— Source data —
---*---

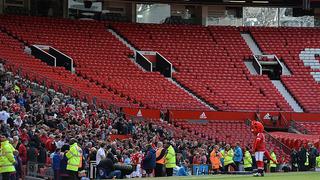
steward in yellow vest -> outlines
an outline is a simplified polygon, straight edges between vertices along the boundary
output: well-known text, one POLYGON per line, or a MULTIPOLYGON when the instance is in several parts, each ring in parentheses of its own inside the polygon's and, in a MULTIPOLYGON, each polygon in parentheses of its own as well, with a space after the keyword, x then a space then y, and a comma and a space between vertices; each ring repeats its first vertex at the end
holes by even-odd
POLYGON ((320 168, 320 155, 316 158, 316 167, 320 168))
MULTIPOLYGON (((274 151, 271 151, 270 156, 272 159, 274 159, 277 162, 277 156, 274 153, 274 151)), ((270 161, 270 172, 276 172, 277 164, 275 164, 273 161, 270 161)))
POLYGON ((68 158, 67 171, 69 176, 77 178, 78 169, 81 166, 82 150, 74 138, 70 140, 70 149, 66 153, 66 157, 68 158))
POLYGON ((0 135, 0 173, 2 179, 10 179, 10 173, 16 171, 13 152, 15 149, 7 140, 7 135, 0 135))
POLYGON ((173 168, 175 168, 177 166, 176 165, 176 152, 173 149, 170 142, 167 142, 166 147, 167 147, 167 154, 166 154, 166 160, 165 160, 166 174, 167 174, 167 176, 172 176, 173 175, 173 168))
POLYGON ((252 171, 252 156, 249 152, 249 147, 246 147, 246 151, 244 152, 243 167, 245 171, 252 171))
POLYGON ((229 171, 229 166, 232 166, 234 171, 238 171, 238 167, 234 164, 233 161, 234 152, 233 149, 230 147, 229 144, 226 145, 226 149, 224 152, 224 171, 229 171))

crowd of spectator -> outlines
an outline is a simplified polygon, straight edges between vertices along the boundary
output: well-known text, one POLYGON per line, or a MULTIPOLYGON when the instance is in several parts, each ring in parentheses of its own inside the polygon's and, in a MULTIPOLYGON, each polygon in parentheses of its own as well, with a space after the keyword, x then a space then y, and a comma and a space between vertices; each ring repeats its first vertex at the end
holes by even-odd
MULTIPOLYGON (((29 82, 9 73, 0 76, 3 179, 23 179, 27 167, 36 164, 39 171, 50 165, 54 179, 85 180, 93 161, 96 178, 187 176, 191 164, 209 164, 212 173, 255 168, 249 146, 175 139, 174 132, 127 116, 121 109, 100 109, 63 94, 33 90, 29 82), (114 134, 130 137, 111 140, 114 134)), ((301 157, 293 153, 293 167, 307 170, 320 162, 312 145, 298 154, 303 152, 305 159, 312 159, 300 169, 301 157)), ((271 155, 277 158, 274 152, 271 155)), ((276 166, 270 162, 271 168, 276 166)))

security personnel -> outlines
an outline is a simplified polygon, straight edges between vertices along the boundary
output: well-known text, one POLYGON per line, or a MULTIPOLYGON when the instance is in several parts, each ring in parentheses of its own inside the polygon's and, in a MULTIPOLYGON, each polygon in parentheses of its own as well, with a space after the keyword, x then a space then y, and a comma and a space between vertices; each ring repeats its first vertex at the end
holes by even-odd
POLYGON ((232 166, 235 171, 238 171, 238 167, 233 161, 234 152, 229 144, 226 145, 225 153, 224 153, 224 171, 228 172, 229 167, 232 166))
POLYGON ((215 145, 213 147, 213 150, 210 153, 210 161, 212 165, 212 171, 213 173, 217 173, 219 169, 221 168, 221 153, 219 152, 219 146, 215 145))
POLYGON ((15 173, 16 169, 14 167, 15 159, 13 152, 15 149, 7 140, 7 135, 0 135, 0 173, 2 174, 2 179, 10 179, 10 174, 15 173))
POLYGON ((249 152, 249 147, 246 147, 246 151, 244 152, 243 167, 245 171, 252 171, 252 156, 249 152))
POLYGON ((81 166, 82 150, 77 144, 77 140, 72 138, 70 140, 70 149, 66 153, 68 158, 67 172, 70 179, 78 179, 78 169, 81 166))
MULTIPOLYGON (((274 159, 277 162, 277 156, 273 150, 271 151, 270 156, 272 159, 274 159)), ((277 168, 277 164, 274 163, 273 161, 270 161, 270 172, 276 172, 276 168, 277 168)))
POLYGON ((176 167, 176 152, 173 149, 170 142, 166 143, 166 149, 167 149, 166 160, 165 160, 166 174, 167 176, 172 176, 173 168, 176 167))
POLYGON ((306 151, 306 162, 304 163, 304 166, 306 167, 306 169, 308 170, 308 167, 309 167, 309 152, 306 151))
POLYGON ((155 176, 156 177, 163 177, 163 166, 165 163, 165 155, 166 150, 163 148, 163 143, 158 142, 157 144, 157 152, 156 152, 156 169, 155 169, 155 176))
POLYGON ((316 167, 320 168, 320 155, 316 158, 316 167))
POLYGON ((16 92, 16 93, 20 93, 20 87, 17 85, 17 84, 15 84, 14 85, 14 87, 13 87, 13 89, 14 89, 14 91, 16 92))

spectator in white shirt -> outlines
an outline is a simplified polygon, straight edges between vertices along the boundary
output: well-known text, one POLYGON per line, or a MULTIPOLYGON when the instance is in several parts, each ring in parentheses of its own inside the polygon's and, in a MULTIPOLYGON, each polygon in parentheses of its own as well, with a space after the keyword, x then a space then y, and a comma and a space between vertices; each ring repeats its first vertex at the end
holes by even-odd
POLYGON ((16 127, 20 128, 23 122, 22 122, 22 120, 21 120, 21 117, 18 116, 18 117, 13 121, 13 123, 14 123, 14 125, 15 125, 16 127))
POLYGON ((100 163, 100 161, 102 159, 105 159, 106 158, 106 152, 104 150, 104 147, 105 147, 105 143, 101 143, 100 144, 100 148, 98 149, 97 151, 97 155, 96 155, 96 164, 98 165, 100 163))
POLYGON ((4 108, 2 111, 0 111, 0 120, 2 120, 4 124, 7 124, 9 117, 10 114, 7 112, 7 108, 4 108))

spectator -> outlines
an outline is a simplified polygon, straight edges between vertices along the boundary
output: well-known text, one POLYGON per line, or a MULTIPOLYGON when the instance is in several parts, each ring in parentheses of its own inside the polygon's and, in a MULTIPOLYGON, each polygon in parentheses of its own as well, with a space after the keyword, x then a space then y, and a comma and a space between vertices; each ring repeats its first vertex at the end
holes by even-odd
MULTIPOLYGON (((96 154, 96 164, 99 164, 102 159, 106 158, 106 152, 105 152, 104 148, 105 148, 105 143, 101 143, 100 148, 98 149, 97 154, 96 154)), ((97 171, 97 178, 100 178, 98 171, 97 171)))
POLYGON ((189 176, 188 172, 189 160, 185 160, 177 172, 177 176, 189 176))
POLYGON ((290 157, 291 157, 292 171, 297 171, 298 170, 298 162, 299 162, 298 152, 295 149, 293 149, 290 157))
POLYGON ((198 152, 195 153, 193 160, 192 160, 192 164, 196 164, 196 165, 201 164, 201 156, 198 152))
POLYGON ((237 166, 237 169, 239 169, 239 165, 242 161, 242 157, 243 157, 243 154, 242 154, 242 150, 240 147, 240 143, 237 142, 236 147, 234 148, 234 157, 233 157, 233 161, 234 161, 235 165, 237 166))
POLYGON ((21 158, 21 163, 22 163, 22 177, 26 175, 27 172, 27 146, 28 146, 28 141, 22 141, 22 143, 19 145, 18 151, 19 151, 19 156, 21 158))
POLYGON ((319 155, 317 149, 312 143, 308 144, 308 153, 309 153, 309 169, 314 169, 316 167, 316 158, 319 155))
POLYGON ((307 166, 309 166, 309 158, 307 154, 307 150, 304 148, 303 145, 300 147, 300 151, 298 153, 298 168, 299 171, 306 171, 307 166))
POLYGON ((172 144, 170 142, 166 143, 165 148, 167 149, 166 160, 165 160, 166 174, 167 176, 172 176, 173 168, 176 167, 176 152, 173 149, 172 144))
POLYGON ((163 177, 164 176, 164 163, 165 163, 165 155, 166 150, 163 148, 163 143, 157 143, 157 152, 156 152, 156 168, 155 168, 155 176, 163 177))
POLYGON ((105 143, 101 143, 100 144, 100 148, 97 151, 97 155, 96 155, 96 163, 99 164, 100 161, 104 158, 106 158, 106 152, 104 150, 105 148, 105 143))
POLYGON ((156 167, 156 152, 151 144, 146 145, 146 154, 142 160, 142 169, 146 171, 148 177, 152 176, 153 170, 156 167))
POLYGON ((0 111, 0 121, 3 121, 4 124, 7 124, 7 120, 10 117, 10 114, 7 112, 7 108, 3 108, 2 111, 0 111))
POLYGON ((100 161, 97 165, 97 171, 99 176, 104 179, 121 178, 121 171, 115 170, 114 162, 109 156, 100 161))
POLYGON ((14 159, 15 159, 15 164, 14 168, 16 170, 16 173, 11 174, 11 179, 22 179, 22 162, 21 158, 19 157, 19 152, 18 151, 13 151, 14 159))
POLYGON ((60 163, 61 163, 61 150, 57 148, 52 157, 52 169, 54 180, 60 180, 60 163))

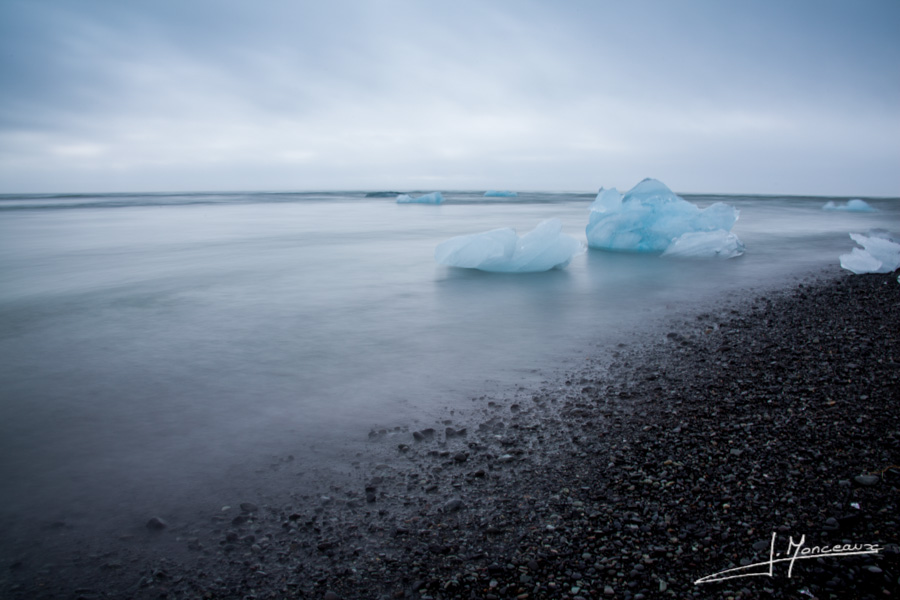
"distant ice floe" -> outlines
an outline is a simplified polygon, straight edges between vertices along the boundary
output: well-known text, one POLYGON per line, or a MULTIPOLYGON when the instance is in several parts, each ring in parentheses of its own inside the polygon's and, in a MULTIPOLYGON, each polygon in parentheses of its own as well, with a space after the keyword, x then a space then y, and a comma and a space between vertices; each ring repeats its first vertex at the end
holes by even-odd
POLYGON ((508 190, 488 190, 484 193, 485 198, 515 198, 519 194, 508 190))
POLYGON ((397 204, 440 204, 444 201, 444 197, 440 192, 431 192, 418 198, 413 198, 407 194, 397 196, 397 204))
POLYGON ((891 273, 900 268, 900 242, 888 232, 873 229, 867 234, 851 233, 850 238, 862 246, 841 255, 841 267, 857 275, 891 273))
POLYGON ((829 200, 822 207, 822 210, 841 210, 844 212, 875 212, 877 209, 872 208, 865 200, 854 198, 848 200, 847 204, 835 204, 833 200, 829 200))
POLYGON ((438 244, 434 259, 493 273, 536 273, 565 268, 584 251, 581 242, 562 233, 559 219, 548 219, 522 237, 506 227, 451 238, 438 244))
POLYGON ((645 179, 625 194, 601 190, 585 234, 588 245, 601 250, 733 258, 744 253, 731 233, 738 214, 722 202, 700 209, 662 182, 645 179))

---*---

— Prompt —
Each line in which the string "spectator" is found must be copied from the data.

— Exercise solution —
crowd of spectator -> outlines
spectator in white shirt -> outlines
spectator -> outlines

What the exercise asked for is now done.